WHAT THE TASK ASKS => Only the pictures are to be left out; set down the rest of the records exactly.

MATERIAL =>
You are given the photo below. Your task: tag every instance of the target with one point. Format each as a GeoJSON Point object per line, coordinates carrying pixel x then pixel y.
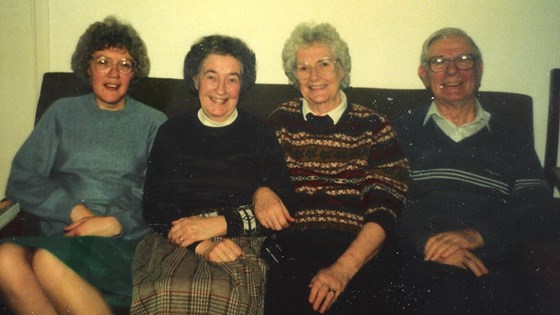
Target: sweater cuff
{"type": "Point", "coordinates": [193, 246]}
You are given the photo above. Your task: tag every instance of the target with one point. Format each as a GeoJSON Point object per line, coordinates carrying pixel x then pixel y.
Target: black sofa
{"type": "Point", "coordinates": [171, 96]}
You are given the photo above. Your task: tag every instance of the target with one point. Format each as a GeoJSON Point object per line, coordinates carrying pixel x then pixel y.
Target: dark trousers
{"type": "Point", "coordinates": [444, 289]}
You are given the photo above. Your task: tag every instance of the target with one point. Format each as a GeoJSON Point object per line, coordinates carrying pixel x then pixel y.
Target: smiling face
{"type": "Point", "coordinates": [453, 86]}
{"type": "Point", "coordinates": [218, 84]}
{"type": "Point", "coordinates": [320, 90]}
{"type": "Point", "coordinates": [110, 86]}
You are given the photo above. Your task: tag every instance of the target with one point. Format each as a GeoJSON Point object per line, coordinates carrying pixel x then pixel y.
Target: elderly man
{"type": "Point", "coordinates": [476, 182]}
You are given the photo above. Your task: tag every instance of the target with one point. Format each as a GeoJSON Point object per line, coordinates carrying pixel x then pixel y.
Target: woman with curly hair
{"type": "Point", "coordinates": [81, 172]}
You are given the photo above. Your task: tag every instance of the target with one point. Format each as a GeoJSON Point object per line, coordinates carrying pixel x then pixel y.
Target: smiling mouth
{"type": "Point", "coordinates": [218, 100]}
{"type": "Point", "coordinates": [450, 84]}
{"type": "Point", "coordinates": [317, 86]}
{"type": "Point", "coordinates": [111, 86]}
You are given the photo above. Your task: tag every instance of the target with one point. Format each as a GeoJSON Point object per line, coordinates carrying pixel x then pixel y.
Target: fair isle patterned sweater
{"type": "Point", "coordinates": [344, 175]}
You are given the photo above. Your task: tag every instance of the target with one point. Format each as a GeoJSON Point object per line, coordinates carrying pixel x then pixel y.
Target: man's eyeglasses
{"type": "Point", "coordinates": [323, 67]}
{"type": "Point", "coordinates": [104, 64]}
{"type": "Point", "coordinates": [463, 62]}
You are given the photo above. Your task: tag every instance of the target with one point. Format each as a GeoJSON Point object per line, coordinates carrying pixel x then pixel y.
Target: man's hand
{"type": "Point", "coordinates": [464, 259]}
{"type": "Point", "coordinates": [94, 226]}
{"type": "Point", "coordinates": [223, 251]}
{"type": "Point", "coordinates": [442, 245]}
{"type": "Point", "coordinates": [186, 231]}
{"type": "Point", "coordinates": [79, 212]}
{"type": "Point", "coordinates": [270, 210]}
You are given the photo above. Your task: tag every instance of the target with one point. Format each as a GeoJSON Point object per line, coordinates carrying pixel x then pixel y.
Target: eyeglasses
{"type": "Point", "coordinates": [463, 62]}
{"type": "Point", "coordinates": [323, 67]}
{"type": "Point", "coordinates": [104, 64]}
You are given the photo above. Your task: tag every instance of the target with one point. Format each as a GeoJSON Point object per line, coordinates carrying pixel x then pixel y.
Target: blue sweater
{"type": "Point", "coordinates": [79, 153]}
{"type": "Point", "coordinates": [490, 182]}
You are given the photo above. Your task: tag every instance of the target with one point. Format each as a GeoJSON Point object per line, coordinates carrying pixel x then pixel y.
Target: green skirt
{"type": "Point", "coordinates": [104, 262]}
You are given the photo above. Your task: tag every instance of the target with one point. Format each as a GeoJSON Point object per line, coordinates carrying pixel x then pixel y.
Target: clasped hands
{"type": "Point", "coordinates": [86, 223]}
{"type": "Point", "coordinates": [455, 248]}
{"type": "Point", "coordinates": [186, 231]}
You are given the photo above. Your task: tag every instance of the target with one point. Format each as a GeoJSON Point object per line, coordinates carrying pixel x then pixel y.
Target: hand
{"type": "Point", "coordinates": [94, 226]}
{"type": "Point", "coordinates": [327, 285]}
{"type": "Point", "coordinates": [270, 210]}
{"type": "Point", "coordinates": [186, 231]}
{"type": "Point", "coordinates": [445, 244]}
{"type": "Point", "coordinates": [223, 251]}
{"type": "Point", "coordinates": [79, 212]}
{"type": "Point", "coordinates": [464, 259]}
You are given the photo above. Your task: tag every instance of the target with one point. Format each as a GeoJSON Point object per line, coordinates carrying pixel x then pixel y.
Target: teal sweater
{"type": "Point", "coordinates": [79, 153]}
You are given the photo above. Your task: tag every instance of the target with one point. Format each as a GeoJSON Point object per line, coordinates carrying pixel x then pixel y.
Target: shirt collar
{"type": "Point", "coordinates": [209, 123]}
{"type": "Point", "coordinates": [482, 116]}
{"type": "Point", "coordinates": [335, 113]}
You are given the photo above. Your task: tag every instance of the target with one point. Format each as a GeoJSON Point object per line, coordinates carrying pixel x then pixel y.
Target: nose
{"type": "Point", "coordinates": [451, 67]}
{"type": "Point", "coordinates": [313, 73]}
{"type": "Point", "coordinates": [221, 87]}
{"type": "Point", "coordinates": [113, 71]}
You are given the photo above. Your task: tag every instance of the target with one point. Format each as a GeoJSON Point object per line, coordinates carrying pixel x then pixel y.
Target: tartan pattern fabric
{"type": "Point", "coordinates": [171, 280]}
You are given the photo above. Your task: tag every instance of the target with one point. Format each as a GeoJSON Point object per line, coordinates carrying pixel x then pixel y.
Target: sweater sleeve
{"type": "Point", "coordinates": [157, 201]}
{"type": "Point", "coordinates": [127, 207]}
{"type": "Point", "coordinates": [29, 182]}
{"type": "Point", "coordinates": [274, 175]}
{"type": "Point", "coordinates": [386, 181]}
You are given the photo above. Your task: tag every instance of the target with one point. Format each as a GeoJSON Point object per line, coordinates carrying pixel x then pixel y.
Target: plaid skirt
{"type": "Point", "coordinates": [171, 280]}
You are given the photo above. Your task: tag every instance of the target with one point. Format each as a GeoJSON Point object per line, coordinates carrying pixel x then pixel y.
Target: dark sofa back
{"type": "Point", "coordinates": [171, 96]}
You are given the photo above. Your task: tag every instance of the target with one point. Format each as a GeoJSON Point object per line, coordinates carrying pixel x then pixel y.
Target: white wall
{"type": "Point", "coordinates": [519, 41]}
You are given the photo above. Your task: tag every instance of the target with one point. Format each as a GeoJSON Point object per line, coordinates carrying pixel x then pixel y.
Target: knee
{"type": "Point", "coordinates": [46, 264]}
{"type": "Point", "coordinates": [14, 263]}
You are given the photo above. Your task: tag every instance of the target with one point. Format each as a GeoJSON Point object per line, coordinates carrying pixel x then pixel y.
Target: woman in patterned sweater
{"type": "Point", "coordinates": [350, 176]}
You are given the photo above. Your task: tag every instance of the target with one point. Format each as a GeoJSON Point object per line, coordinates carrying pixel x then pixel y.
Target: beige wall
{"type": "Point", "coordinates": [519, 41]}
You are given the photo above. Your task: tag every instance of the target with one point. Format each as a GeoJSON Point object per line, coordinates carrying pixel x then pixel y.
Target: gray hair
{"type": "Point", "coordinates": [307, 34]}
{"type": "Point", "coordinates": [445, 33]}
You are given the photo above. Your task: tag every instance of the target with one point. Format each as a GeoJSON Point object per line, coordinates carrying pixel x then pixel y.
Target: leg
{"type": "Point", "coordinates": [18, 283]}
{"type": "Point", "coordinates": [69, 293]}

ANSWER TO THIS EXERCISE =>
You are given the photo below. Your task: tag every instance of the target with one point. Format each as a GeoJSON Point object per line, coordinates carrying pixel x then pixel y.
Target: sweater cuff
{"type": "Point", "coordinates": [193, 246]}
You are given the photo above. Your task: tag every instance of the target with one point. Format each as a GeoJSON Point object per line, coordinates carrying pixel x then pixel y.
Target: black sofa
{"type": "Point", "coordinates": [171, 96]}
You are given the photo above. Your task: tag every instance of the target with one point. Format each as a GeoJSON Point object per line, coordinates carrying pixel x then pixel y.
Target: dark trousers
{"type": "Point", "coordinates": [444, 289]}
You are given the photo above. Your task: tag every instance of the target with one point. Format each as a GeoJSON Point object per line, coordinates carrying pixel x then pixel y.
Target: smiling face
{"type": "Point", "coordinates": [453, 86]}
{"type": "Point", "coordinates": [218, 84]}
{"type": "Point", "coordinates": [320, 90]}
{"type": "Point", "coordinates": [110, 86]}
You are given the photo above. Your task: tag every instance of the target with one point. Format each as a GeoJSON Point object per line, coordinates carrying pixel x then pixel y.
Target: elderly man
{"type": "Point", "coordinates": [476, 182]}
You are given the photo above. Your task: tag every instance of the target with one point. Format each as a GeoJSON Point object per line, coordinates carrying pixel x then pixel y.
Target: woman with curly hair
{"type": "Point", "coordinates": [81, 172]}
You are given the photo above. Your task: tag every instance of the target with one point. Format each as a GeoJSON Point object per line, coordinates carrying pixel x then pixel y.
Target: smiling mouth
{"type": "Point", "coordinates": [218, 100]}
{"type": "Point", "coordinates": [450, 84]}
{"type": "Point", "coordinates": [317, 86]}
{"type": "Point", "coordinates": [111, 86]}
You are given the photo above. Your task: tag every instance of the target with one point. Format each as a GeoJSON Point object per line, coordinates carrying pixel x then pixel y.
Target: fair isle patterned sweater
{"type": "Point", "coordinates": [344, 175]}
You are given the photo above. Your task: tag every instance of the target with one point. Format each as a GeoJSON Point object per line, coordinates carrying pixel x then pixel y.
Target: man's eyeglasses
{"type": "Point", "coordinates": [323, 67]}
{"type": "Point", "coordinates": [104, 64]}
{"type": "Point", "coordinates": [463, 62]}
You are given the photo above. Your task: tag every instance of the target with one point. Format each as a GeoJSON Point object per line, coordinates carrying pixel x then pixel y.
Target: man's hand
{"type": "Point", "coordinates": [464, 259]}
{"type": "Point", "coordinates": [94, 226]}
{"type": "Point", "coordinates": [223, 251]}
{"type": "Point", "coordinates": [442, 245]}
{"type": "Point", "coordinates": [186, 231]}
{"type": "Point", "coordinates": [79, 212]}
{"type": "Point", "coordinates": [270, 210]}
You are given the photo above. Your task: tag every instance of the target with one point. Format each as a GeoJSON Point object per line, coordinates carrying pixel x then pixel y.
Target: eyeglasses
{"type": "Point", "coordinates": [463, 62]}
{"type": "Point", "coordinates": [323, 67]}
{"type": "Point", "coordinates": [104, 64]}
You are given the photo above. Your task: tag every instance of the target with one point. Format each as a GeoJSON Point object per line, coordinates carrying pixel x then pixel y.
Target: blue sweater
{"type": "Point", "coordinates": [79, 153]}
{"type": "Point", "coordinates": [490, 182]}
You are given the photo above. Your task: tag every instance of the target with one point. Format each as a GeoJSON Point object per line, coordinates carrying pixel x then pixel y.
Target: green skirt
{"type": "Point", "coordinates": [104, 262]}
You are given the photo above. Your task: tag every instance of the target with one point. Format each as a GeoJSON Point object per line, coordinates carrying pixel x then pixel y.
Target: clasped hands
{"type": "Point", "coordinates": [86, 223]}
{"type": "Point", "coordinates": [455, 248]}
{"type": "Point", "coordinates": [186, 231]}
You are given the photo above. Your task: tag every instance of the target with one point. Format each as a GeoJSON Point object per line, coordinates carrying pixel x then pixel y.
Target: hand
{"type": "Point", "coordinates": [94, 226]}
{"type": "Point", "coordinates": [327, 285]}
{"type": "Point", "coordinates": [270, 210]}
{"type": "Point", "coordinates": [186, 231]}
{"type": "Point", "coordinates": [445, 244]}
{"type": "Point", "coordinates": [223, 251]}
{"type": "Point", "coordinates": [79, 212]}
{"type": "Point", "coordinates": [464, 259]}
You are given the photo above. Your task: tag every instance of the target with one point. Format each as a GeoJSON Point object per line, coordinates carrying pixel x then pixel y.
Target: teal sweater
{"type": "Point", "coordinates": [79, 153]}
You are given the photo above. Your task: tag every instance of the target with one point. Format each as a GeoJSON Point object per line, coordinates carrying pixel x then pixel y.
Target: shirt collar
{"type": "Point", "coordinates": [209, 123]}
{"type": "Point", "coordinates": [482, 116]}
{"type": "Point", "coordinates": [335, 113]}
You are given the photo above. Your task: tag every instance of the target with one point. Format each as a GeoJSON Point object per line, coordinates carrying pixel x then pixel y.
Target: nose
{"type": "Point", "coordinates": [451, 67]}
{"type": "Point", "coordinates": [313, 73]}
{"type": "Point", "coordinates": [221, 87]}
{"type": "Point", "coordinates": [113, 71]}
You are given the photo above. Your task: tag every instance of the target with one point. Format each as a GeoJSON Point object per line, coordinates carrying pixel x then pixel y.
Target: tartan pattern fabric
{"type": "Point", "coordinates": [171, 280]}
You are given the photo above. Your task: tag every instance of the target with one point. Format each as a GeoJSON Point object per line, coordinates carrying pixel x then pixel y.
Target: sweater sleeve
{"type": "Point", "coordinates": [157, 201]}
{"type": "Point", "coordinates": [127, 207]}
{"type": "Point", "coordinates": [29, 182]}
{"type": "Point", "coordinates": [274, 175]}
{"type": "Point", "coordinates": [386, 181]}
You are given the photo above. Your task: tag every instance of the target with one point. Format each as a GeoJSON Point object per line, coordinates carrying pixel x then pixel y.
Target: plaid skirt
{"type": "Point", "coordinates": [171, 280]}
You are given the photo above. Your task: tag every instance of the target with one point. Format each as a GeoJSON Point object per line, coordinates carrying pixel x then pixel y.
Target: dark sofa back
{"type": "Point", "coordinates": [171, 96]}
You are given the photo above. Your task: tag every instance of the target with one point. Format each as a GeoJSON Point object per line, coordinates carrying pixel x then pixel y.
Target: white wall
{"type": "Point", "coordinates": [519, 41]}
You are given the photo above. Your task: tag every instance of the target with one point. Format each as a GeoJSON Point object per line, coordinates carrying pixel x then pixel y.
Target: knee
{"type": "Point", "coordinates": [46, 264]}
{"type": "Point", "coordinates": [14, 263]}
You are given the photo above. Your task: tag every instance of the target with one point. Format each as a GeoJSON Point object per line, coordinates carrying pixel x then pixel y.
Target: woman in patterned sweater
{"type": "Point", "coordinates": [350, 176]}
You are given the photo above. Your task: tag every instance of the target with one point. Format each as a GeoJSON Point object per line, coordinates carrying pixel x then pixel y.
Target: beige wall
{"type": "Point", "coordinates": [519, 41]}
You are given the photo above. Your task: tag every instance of the target with one point. Format each as a GeoJSON Point object per line, coordinates carrying pixel x then pixel y.
Target: gray hair
{"type": "Point", "coordinates": [307, 34]}
{"type": "Point", "coordinates": [445, 33]}
You are given the photo above. Your task: tag every instance of the target with one point. Format each as a GeoJSON Point object per line, coordinates carrying pixel x then pixel y.
Target: leg
{"type": "Point", "coordinates": [18, 283]}
{"type": "Point", "coordinates": [69, 293]}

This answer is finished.